**** Data excerpts

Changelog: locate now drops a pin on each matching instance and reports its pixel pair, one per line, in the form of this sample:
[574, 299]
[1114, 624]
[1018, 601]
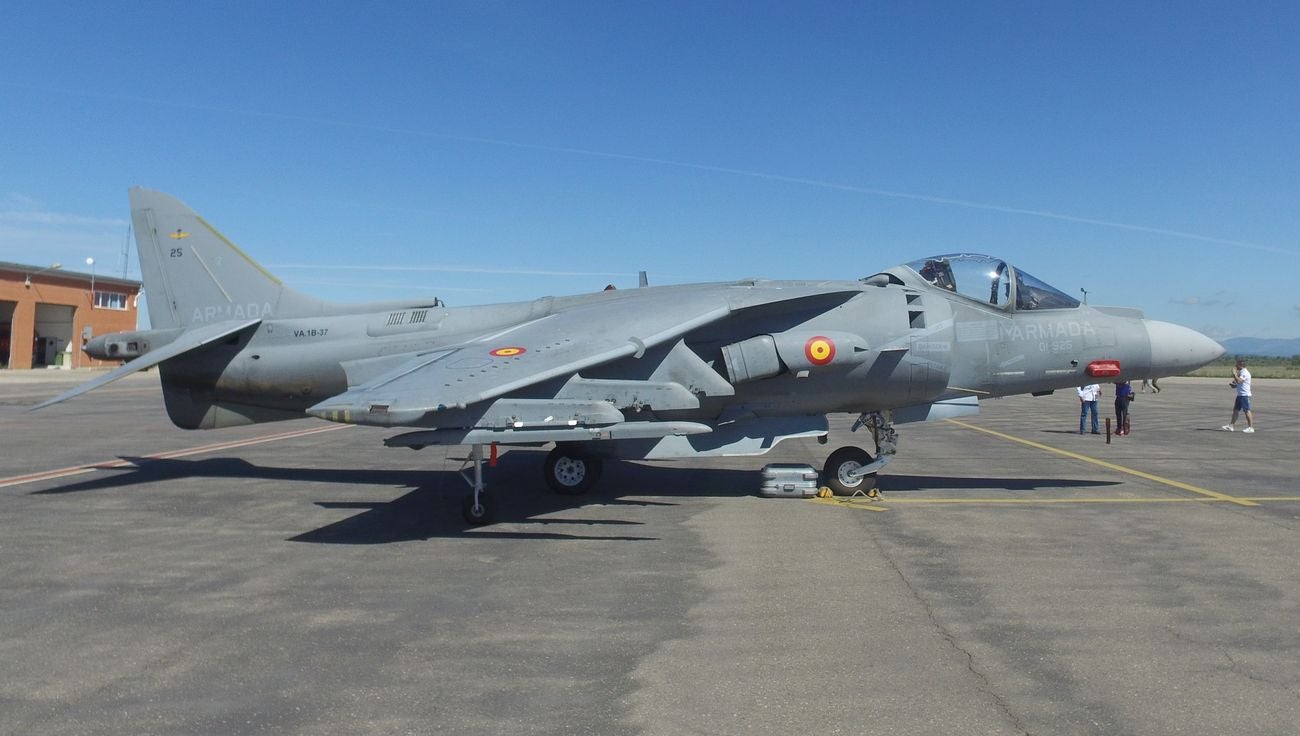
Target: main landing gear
[852, 470]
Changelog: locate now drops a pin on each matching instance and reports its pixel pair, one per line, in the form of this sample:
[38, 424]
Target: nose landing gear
[852, 470]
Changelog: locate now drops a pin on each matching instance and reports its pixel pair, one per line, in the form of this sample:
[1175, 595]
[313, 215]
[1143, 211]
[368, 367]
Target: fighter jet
[662, 372]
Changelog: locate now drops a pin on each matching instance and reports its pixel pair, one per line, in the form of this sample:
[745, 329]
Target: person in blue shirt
[1123, 397]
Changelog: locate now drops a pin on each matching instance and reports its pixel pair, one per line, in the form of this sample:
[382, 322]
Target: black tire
[570, 472]
[840, 464]
[480, 515]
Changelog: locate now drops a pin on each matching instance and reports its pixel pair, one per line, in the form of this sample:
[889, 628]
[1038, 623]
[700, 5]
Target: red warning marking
[819, 350]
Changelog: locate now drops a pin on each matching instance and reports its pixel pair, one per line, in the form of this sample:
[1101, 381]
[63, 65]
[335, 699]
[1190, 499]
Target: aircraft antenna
[126, 250]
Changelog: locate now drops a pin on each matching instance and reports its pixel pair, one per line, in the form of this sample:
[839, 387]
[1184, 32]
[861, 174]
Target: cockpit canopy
[991, 281]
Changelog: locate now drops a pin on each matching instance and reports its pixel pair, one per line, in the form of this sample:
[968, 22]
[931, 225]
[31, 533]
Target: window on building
[109, 301]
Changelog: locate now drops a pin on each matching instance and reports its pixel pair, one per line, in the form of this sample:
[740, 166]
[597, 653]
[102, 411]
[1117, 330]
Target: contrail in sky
[837, 186]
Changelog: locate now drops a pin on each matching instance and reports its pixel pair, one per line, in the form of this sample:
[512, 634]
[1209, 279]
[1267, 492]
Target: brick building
[44, 308]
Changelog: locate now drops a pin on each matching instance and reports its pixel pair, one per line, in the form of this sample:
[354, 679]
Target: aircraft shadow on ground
[432, 506]
[430, 509]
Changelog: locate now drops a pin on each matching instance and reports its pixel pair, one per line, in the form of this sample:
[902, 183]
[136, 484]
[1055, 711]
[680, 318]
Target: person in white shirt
[1242, 382]
[1088, 402]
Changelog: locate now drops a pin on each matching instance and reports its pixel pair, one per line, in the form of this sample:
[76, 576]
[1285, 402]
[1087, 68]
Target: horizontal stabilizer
[187, 341]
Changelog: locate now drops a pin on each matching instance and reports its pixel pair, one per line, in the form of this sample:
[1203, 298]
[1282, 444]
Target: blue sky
[495, 151]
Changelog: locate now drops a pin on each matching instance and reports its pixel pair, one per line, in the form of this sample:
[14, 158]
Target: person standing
[1242, 382]
[1088, 402]
[1123, 397]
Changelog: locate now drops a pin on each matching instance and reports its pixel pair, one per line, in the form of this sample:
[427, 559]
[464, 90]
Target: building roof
[46, 272]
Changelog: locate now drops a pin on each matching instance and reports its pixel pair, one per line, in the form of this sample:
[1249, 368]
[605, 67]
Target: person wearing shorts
[1242, 406]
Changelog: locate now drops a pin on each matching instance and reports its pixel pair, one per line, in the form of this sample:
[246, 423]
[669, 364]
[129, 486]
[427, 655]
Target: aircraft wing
[185, 342]
[558, 345]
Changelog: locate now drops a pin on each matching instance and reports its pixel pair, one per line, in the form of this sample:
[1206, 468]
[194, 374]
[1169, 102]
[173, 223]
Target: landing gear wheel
[481, 512]
[570, 472]
[839, 467]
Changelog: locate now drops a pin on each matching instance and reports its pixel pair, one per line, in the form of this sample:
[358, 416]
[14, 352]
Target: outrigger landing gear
[477, 506]
[570, 471]
[852, 470]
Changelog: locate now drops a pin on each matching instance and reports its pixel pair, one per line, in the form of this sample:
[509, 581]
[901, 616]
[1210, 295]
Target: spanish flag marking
[819, 350]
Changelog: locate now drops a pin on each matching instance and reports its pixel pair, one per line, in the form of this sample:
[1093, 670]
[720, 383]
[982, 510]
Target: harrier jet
[702, 369]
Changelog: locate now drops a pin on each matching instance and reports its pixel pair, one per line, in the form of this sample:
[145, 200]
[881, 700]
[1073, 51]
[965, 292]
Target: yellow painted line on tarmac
[112, 464]
[1181, 485]
[872, 505]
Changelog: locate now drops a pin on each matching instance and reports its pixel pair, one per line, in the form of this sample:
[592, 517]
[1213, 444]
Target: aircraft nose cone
[1175, 349]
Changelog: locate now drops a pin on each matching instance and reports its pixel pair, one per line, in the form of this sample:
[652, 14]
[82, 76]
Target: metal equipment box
[789, 480]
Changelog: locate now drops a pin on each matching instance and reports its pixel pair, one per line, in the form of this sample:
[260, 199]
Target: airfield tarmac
[299, 578]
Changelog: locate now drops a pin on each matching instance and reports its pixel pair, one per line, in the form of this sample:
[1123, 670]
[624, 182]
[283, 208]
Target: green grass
[1260, 368]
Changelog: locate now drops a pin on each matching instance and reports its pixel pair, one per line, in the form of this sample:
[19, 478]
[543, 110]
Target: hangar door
[7, 332]
[53, 332]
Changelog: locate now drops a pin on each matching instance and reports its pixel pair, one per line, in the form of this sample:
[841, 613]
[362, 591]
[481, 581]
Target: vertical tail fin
[193, 275]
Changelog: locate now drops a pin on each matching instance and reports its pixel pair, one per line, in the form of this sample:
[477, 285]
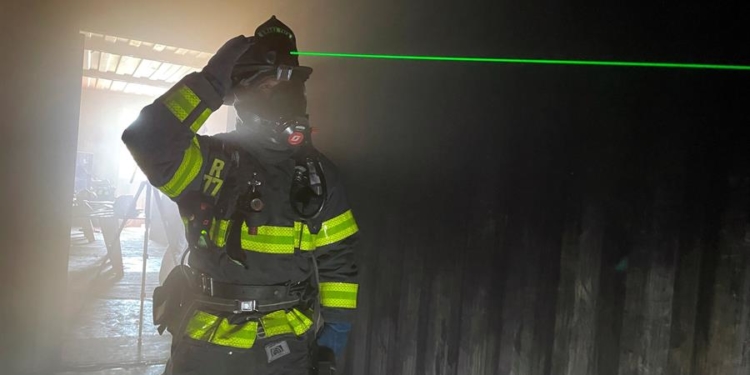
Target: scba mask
[272, 105]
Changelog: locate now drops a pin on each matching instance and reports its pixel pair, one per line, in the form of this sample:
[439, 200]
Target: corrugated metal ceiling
[134, 66]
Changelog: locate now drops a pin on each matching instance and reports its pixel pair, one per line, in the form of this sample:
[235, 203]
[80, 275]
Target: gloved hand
[334, 336]
[219, 68]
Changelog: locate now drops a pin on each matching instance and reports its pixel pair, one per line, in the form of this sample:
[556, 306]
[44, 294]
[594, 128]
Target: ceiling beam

********

▶ [Your assignment]:
Would you retype the listing above exactly, omitting its pictures?

▶ [Written response]:
Changelog: locate now drops a pin on each matching instance and reports its pixel pair, one per line, in the form of this sample:
[574, 299]
[1114, 624]
[1018, 601]
Target: main landing gear
[852, 470]
Changelog: locate now drops a pin on each matching instance and reports its pixel pair, one per line, in the form of this sample:
[38, 424]
Target: nose landing gear
[852, 470]
Changelog: locate now drops a pin on each matching instance and reports its pixel pair, one per line, in the form of this sample:
[1175, 595]
[313, 215]
[1143, 211]
[368, 367]
Target: fighter jet
[662, 372]
Changelog: locate now drops a pin on each matching instance and reports its pixel pair, one per line, in the form of this sample:
[745, 329]
Target: person in blue shirt
[1123, 397]
Changelog: locate now drops a pin on each matching instance and reports its pixel pair, one per line, in the form of this sample:
[382, 322]
Target: black tire
[570, 472]
[840, 464]
[480, 515]
Changelog: locate now drops a pin on each matching instance and reports its pixel pair, one per line, in the form of this sample:
[889, 628]
[1038, 623]
[700, 5]
Target: red warning marking
[819, 350]
Changelog: locate now drops a pin on each matching instance and reports its pixel pair, one per line, in the form of this sample:
[1101, 381]
[63, 65]
[335, 699]
[1190, 499]
Target: aircraft antenna
[126, 250]
Changelog: locate now drops a pin on each matching instance and reports its pixel pair, one per line, in the form of this sample:
[839, 387]
[1184, 32]
[861, 174]
Target: cockpit canopy
[991, 281]
Changelog: locate now drops a pin on each matching instance and reports its pixel pair, one per line, in the form of this sample:
[968, 22]
[931, 225]
[31, 533]
Target: window on building
[109, 301]
Changelog: locate now drops a pin on each matching instance and reports its pixel pair, one per line, in the form of this sample:
[740, 166]
[597, 653]
[102, 411]
[1117, 330]
Target: contrail in sky
[837, 186]
Changelog: locate now drops a pin on each matching instance and reports its pixel pair, one per line, in the form of this sample:
[512, 634]
[1209, 279]
[1267, 492]
Target: brick building
[44, 308]
Changelog: locate now drops a pin on each matching instance and reports its pixel pair, one per line, in the form of this sample:
[354, 679]
Target: aircraft shadow on ground
[432, 506]
[430, 509]
Changelog: locate now drops a pin on each matching instance and reports its pixel pair, one per line, in the form of this sample:
[902, 183]
[136, 484]
[1055, 711]
[680, 318]
Target: person in white shirt
[1242, 382]
[1088, 402]
Changelog: locate now drops a pin on each matching instance and reports its pixel pair, one per line, in the form of this sample:
[76, 576]
[1285, 402]
[1087, 68]
Target: horizontal stabilizer
[187, 341]
Changelog: locate now drops a pin on each matching instance and reports its pixel pair, one per line, in the form of this sample:
[1203, 298]
[1282, 444]
Target: blue sky
[495, 151]
Changelog: locate now drops a pin on each matching instance and reports its pixel pair, one per line, in the form of this sample:
[14, 158]
Target: person standing
[1242, 382]
[1088, 402]
[1123, 397]
Changelog: locate now drops a pin on each matching instance and reports its pixel pair, one per line, in the form of this sample:
[427, 559]
[464, 90]
Target: building roof
[46, 272]
Changelog: locate now drops a pin on each matching instance and reports its pixel pair, one per line, in the form of this sample:
[1249, 368]
[605, 67]
Target: person wearing shorts
[1242, 406]
Changelog: locate now drops a pin on each matching instance and reports its pixel pair, one per line, in the form of this sample:
[246, 423]
[669, 364]
[129, 486]
[427, 655]
Target: aircraft wing
[185, 342]
[558, 345]
Changelog: locate now drops a pin on each matching instance and reports its pixel pair, one per line, in the form of this sample:
[1206, 468]
[194, 374]
[1169, 102]
[173, 223]
Target: landing gear wheel
[481, 512]
[570, 472]
[839, 467]
Changelog: locate now drops a pin on each matching instance and reports its pixel pair, one per line, in the form of this sample:
[358, 416]
[14, 352]
Target: outrigger landing gear
[477, 506]
[570, 471]
[852, 470]
Changelog: locate now drops a pin on each matching instance and reports its pixel pair, one per line, in the form of this sample:
[509, 581]
[901, 616]
[1210, 295]
Target: spanish flag marking
[819, 350]
Changelog: locate now drops a pin on each matching instance and reports its pixel pair, one per line, in the form of this sample:
[1093, 670]
[720, 383]
[982, 510]
Target: harrier jet
[702, 369]
Changelog: locate now drops a pin on each matching instance and reports its pixel pair, one per line, in the form of this sample:
[145, 200]
[881, 700]
[1073, 51]
[965, 292]
Target: yellow painted line on tarmac
[112, 464]
[1181, 485]
[872, 505]
Changelog: locate now drops a pin on each matching instance and reports its pixel pair, one per line, in the form of this sample:
[592, 517]
[1213, 444]
Target: aircraft nose cone
[1175, 349]
Changelog: locate now drops a pin on each matching instance and reports its pixel pair, one per line, in the form of this sample:
[652, 14]
[82, 76]
Target: metal equipment box
[789, 480]
Changelog: locate now drops a pin on each matching instance and reports its pixel pair, one per line, in the form of this sample:
[260, 199]
Target: airfield tarmac
[299, 578]
Changelog: locate now drops a pin on each matching instance and reports its pixel pair, one per line, in the form of this sample:
[1123, 670]
[624, 182]
[283, 208]
Target: green grass
[1260, 368]
Changelog: locate now drops a pin on each matching instance and reports its pixel pair, one per line, in the form of this sample:
[19, 478]
[543, 110]
Target: hangar door
[7, 332]
[53, 332]
Changelog: locate now drops a pin on each matching instance and reports its pixel pair, one per line, in the form of this sample:
[841, 613]
[362, 591]
[481, 581]
Target: vertical tail fin
[193, 275]
Changelog: locate now drops a pin on each matching instance and reports its pixel pair, one per line, in the form of this sample:
[477, 285]
Target: scba mask
[272, 105]
Changelog: locate now drops a pin on each matching instance and reports its pixel pair, one per line, in the form of this sample:
[439, 200]
Target: corrugated metal ceiling
[134, 66]
Changelog: locate now drops a pin on each matching instance and reports its pixel pair, one per line, in the form of this sample:
[235, 203]
[80, 275]
Target: gloved hand
[334, 336]
[219, 68]
Changelog: locate now drops a pin on each matching instance and reports its pixel pair, one per line, in the form of this sample:
[556, 306]
[44, 294]
[594, 128]
Target: ceiling beam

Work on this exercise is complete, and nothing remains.